--- Required actions ---
A. In the release-day article, give again the passage starting with "Tinsley Ellis’ new" and going on through "ready to spin.".
B. List every artist whose new album the release-day article says it highlights this week.
C. According to the release-day article, on what day and date are the Tinsley Ellis album and the Les Claypool box set available?

--- Excerpt provided ---
Don’t Miss New Albums From Brittany Howard, Madi Diaz, Helado Negro, Fearless Flyers & More

Tinsley Ellis’ new album and an extensive Les Claypool box set are also available today, Friday, February 9.

By Team JamBase Feb 9, 2024 6:35 am PST

Each week Release Day Picks profiles new LPs and EPs Team JamBase will be checking out on release day Friday. This week we highlight new albums by Brittany Howard, Madi Diaz, Helado Negro, The Fearless Flyers, Tinsley Ellis and Les Claypool. Read on for more insight into the records we have ready to spin.

--- The data ---
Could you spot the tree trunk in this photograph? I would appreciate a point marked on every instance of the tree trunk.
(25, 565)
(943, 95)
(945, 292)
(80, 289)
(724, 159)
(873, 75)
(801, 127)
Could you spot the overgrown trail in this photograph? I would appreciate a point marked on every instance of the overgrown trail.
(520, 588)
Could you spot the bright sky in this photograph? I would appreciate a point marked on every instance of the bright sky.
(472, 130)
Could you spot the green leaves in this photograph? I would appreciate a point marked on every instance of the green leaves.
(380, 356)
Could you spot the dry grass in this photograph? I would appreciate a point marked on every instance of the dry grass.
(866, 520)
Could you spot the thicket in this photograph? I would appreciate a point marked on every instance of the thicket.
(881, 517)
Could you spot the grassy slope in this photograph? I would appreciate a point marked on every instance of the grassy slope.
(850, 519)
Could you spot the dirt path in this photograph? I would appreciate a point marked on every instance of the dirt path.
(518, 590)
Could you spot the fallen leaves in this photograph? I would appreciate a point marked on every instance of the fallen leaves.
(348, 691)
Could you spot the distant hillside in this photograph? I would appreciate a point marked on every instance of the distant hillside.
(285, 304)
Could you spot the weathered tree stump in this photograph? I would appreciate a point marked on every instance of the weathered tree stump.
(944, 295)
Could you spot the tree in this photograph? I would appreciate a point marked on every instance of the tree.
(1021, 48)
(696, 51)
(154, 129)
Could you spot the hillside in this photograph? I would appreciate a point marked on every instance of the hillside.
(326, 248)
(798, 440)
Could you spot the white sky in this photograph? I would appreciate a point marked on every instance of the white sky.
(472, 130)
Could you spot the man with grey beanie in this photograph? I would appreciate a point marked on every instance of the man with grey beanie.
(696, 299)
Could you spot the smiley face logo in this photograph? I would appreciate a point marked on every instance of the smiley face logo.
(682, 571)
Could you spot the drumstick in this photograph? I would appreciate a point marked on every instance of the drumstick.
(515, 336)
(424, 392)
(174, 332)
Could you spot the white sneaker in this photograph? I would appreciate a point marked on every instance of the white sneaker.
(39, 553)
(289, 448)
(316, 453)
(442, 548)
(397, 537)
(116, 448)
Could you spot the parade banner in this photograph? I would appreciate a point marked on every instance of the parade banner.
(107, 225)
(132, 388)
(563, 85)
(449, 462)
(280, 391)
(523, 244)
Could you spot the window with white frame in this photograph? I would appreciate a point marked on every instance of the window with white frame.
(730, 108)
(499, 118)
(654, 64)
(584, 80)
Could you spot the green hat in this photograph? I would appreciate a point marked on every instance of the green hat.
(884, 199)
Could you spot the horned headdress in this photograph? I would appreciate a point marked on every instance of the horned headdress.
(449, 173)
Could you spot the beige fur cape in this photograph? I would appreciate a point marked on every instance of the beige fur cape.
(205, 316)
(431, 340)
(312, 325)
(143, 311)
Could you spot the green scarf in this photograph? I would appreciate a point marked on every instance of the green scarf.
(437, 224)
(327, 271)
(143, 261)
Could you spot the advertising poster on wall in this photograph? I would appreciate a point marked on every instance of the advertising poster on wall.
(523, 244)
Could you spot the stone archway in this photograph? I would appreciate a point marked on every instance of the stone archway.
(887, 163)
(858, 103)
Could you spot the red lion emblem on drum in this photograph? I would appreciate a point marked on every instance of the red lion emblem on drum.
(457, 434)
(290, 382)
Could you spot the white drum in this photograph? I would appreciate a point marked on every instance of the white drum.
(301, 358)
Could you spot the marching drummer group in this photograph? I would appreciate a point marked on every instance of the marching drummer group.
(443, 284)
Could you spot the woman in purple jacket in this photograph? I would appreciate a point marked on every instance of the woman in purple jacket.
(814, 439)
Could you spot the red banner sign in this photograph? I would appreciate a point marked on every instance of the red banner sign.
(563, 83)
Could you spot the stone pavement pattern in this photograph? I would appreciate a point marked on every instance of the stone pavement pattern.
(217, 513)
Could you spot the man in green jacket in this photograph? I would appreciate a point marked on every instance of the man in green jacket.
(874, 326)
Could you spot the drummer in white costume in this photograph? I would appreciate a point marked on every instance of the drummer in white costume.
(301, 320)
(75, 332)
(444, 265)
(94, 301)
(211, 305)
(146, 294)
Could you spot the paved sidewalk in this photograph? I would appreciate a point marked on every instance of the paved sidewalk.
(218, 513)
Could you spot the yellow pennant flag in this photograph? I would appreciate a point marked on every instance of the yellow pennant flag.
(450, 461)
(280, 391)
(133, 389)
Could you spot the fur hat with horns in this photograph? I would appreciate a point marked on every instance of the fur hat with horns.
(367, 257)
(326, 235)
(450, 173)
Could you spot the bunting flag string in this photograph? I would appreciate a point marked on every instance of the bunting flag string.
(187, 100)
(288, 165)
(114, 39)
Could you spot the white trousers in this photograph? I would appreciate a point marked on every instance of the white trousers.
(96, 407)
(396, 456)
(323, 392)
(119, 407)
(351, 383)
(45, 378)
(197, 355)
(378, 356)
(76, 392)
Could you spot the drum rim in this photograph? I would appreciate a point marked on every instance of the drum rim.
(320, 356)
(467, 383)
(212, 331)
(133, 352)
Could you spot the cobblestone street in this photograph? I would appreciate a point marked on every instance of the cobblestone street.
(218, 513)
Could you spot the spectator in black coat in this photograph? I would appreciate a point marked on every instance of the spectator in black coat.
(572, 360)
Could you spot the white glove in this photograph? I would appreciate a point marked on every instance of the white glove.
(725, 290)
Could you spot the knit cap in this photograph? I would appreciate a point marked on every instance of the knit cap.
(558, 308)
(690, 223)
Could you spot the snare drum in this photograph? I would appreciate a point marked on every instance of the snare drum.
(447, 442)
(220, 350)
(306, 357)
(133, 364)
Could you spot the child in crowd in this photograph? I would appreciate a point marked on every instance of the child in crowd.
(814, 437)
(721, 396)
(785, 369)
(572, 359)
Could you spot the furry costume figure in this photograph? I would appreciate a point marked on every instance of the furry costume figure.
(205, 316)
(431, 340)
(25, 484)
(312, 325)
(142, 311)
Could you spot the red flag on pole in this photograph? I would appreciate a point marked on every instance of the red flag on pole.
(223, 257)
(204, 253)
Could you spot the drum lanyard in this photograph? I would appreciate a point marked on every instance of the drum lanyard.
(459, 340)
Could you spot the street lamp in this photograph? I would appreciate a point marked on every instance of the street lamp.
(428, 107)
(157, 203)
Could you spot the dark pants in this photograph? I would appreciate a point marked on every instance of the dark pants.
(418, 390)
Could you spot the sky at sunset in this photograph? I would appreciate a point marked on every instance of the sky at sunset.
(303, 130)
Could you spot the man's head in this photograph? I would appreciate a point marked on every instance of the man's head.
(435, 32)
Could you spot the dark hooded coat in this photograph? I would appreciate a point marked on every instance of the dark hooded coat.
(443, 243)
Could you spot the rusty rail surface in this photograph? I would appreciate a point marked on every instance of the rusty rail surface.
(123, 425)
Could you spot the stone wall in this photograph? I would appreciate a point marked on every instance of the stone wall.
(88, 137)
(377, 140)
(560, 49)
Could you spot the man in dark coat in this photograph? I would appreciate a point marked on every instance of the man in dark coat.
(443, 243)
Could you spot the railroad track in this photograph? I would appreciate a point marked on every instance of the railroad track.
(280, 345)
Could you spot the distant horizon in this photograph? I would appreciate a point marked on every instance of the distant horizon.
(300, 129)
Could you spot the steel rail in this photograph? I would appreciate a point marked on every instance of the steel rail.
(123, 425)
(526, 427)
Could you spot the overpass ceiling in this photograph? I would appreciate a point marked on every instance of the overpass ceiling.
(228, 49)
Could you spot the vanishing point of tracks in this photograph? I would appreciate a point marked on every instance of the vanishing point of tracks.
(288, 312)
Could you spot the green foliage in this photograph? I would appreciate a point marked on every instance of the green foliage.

--- Expected results ---
A.
Tinsley Ellis’ new album and an extensive Les Claypool box set are also available today, Friday, February 9.

By Team JamBase Feb 9, 2024 6:35 am PST

Each week Release Day Picks profiles new LPs and EPs Team JamBase will be checking out on release day Friday. This week we highlight new albums by Brittany Howard, Madi Diaz, Helado Negro, The Fearless Flyers, Tinsley Ellis and Les Claypool. Read on for more insight into the records we have ready to spin.

B. Brittany Howard, Madi Diaz, Helado Negro, The Fearless Flyers, Tinsley Ellis, Les Claypool

C. Friday, February 9.